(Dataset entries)
>>>>
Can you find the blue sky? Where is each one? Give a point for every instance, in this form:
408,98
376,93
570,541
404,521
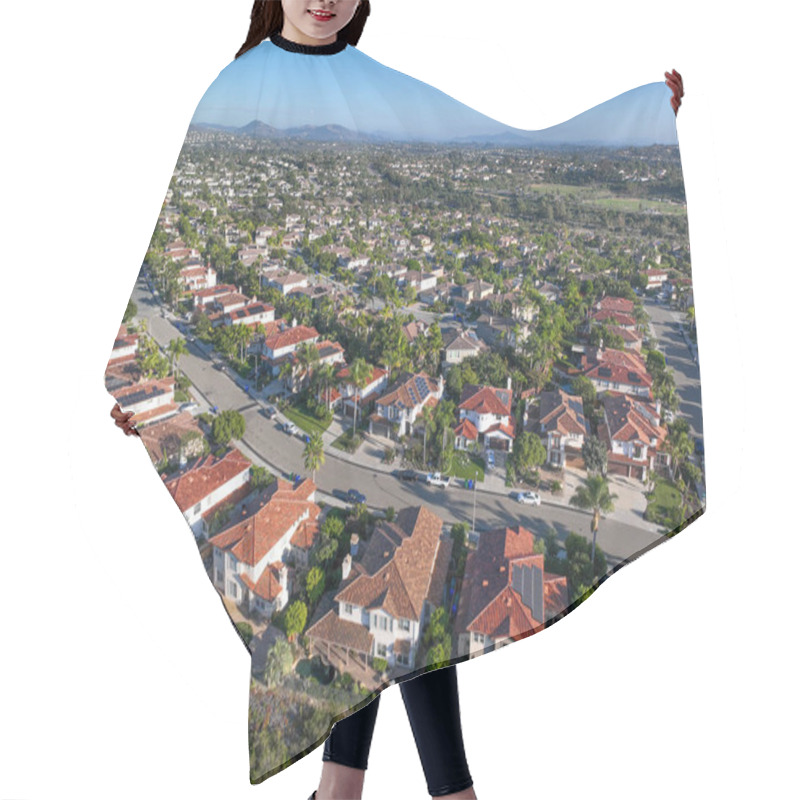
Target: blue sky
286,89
<<<<
>>>>
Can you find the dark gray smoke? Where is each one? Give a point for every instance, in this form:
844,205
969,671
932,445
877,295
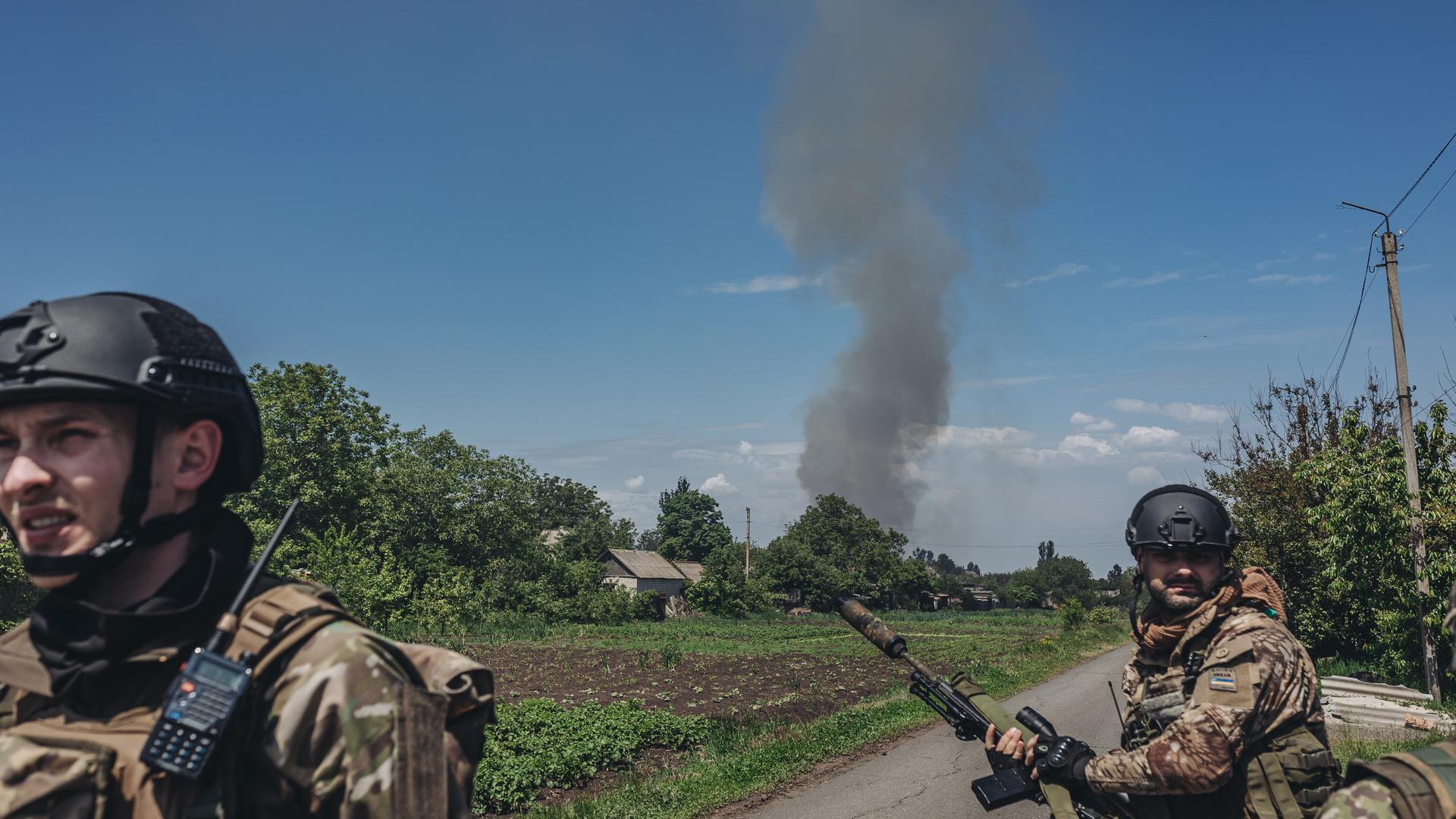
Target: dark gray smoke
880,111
<<<<
>>>>
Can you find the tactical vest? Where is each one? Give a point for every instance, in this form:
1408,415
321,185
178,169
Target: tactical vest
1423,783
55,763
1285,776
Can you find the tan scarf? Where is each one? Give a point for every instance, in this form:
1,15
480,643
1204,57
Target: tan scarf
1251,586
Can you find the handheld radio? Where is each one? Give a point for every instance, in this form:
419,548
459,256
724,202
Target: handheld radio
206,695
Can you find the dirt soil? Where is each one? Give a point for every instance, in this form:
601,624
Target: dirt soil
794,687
<<<<
What is being asked :: What lines above mention "this"? Copy each one.

Response to the task ::
Can you find the blue sky? Where is each one? Give a point for every instance, in this form:
Can you find the dark gray smoke? Where is each one? Give a point for every instance, in this form:
Can you find the tactical vest? Where is each one? Give a point for every instance, in this form:
Can you find the tan scarf? Where is each one? Give a point for every instance, in this form:
Can you find the handheld radio? Where is each one? Give a point for every instance, in this form:
Can you find the dirt soil? Where is each one? Give a point for every instance, in this form:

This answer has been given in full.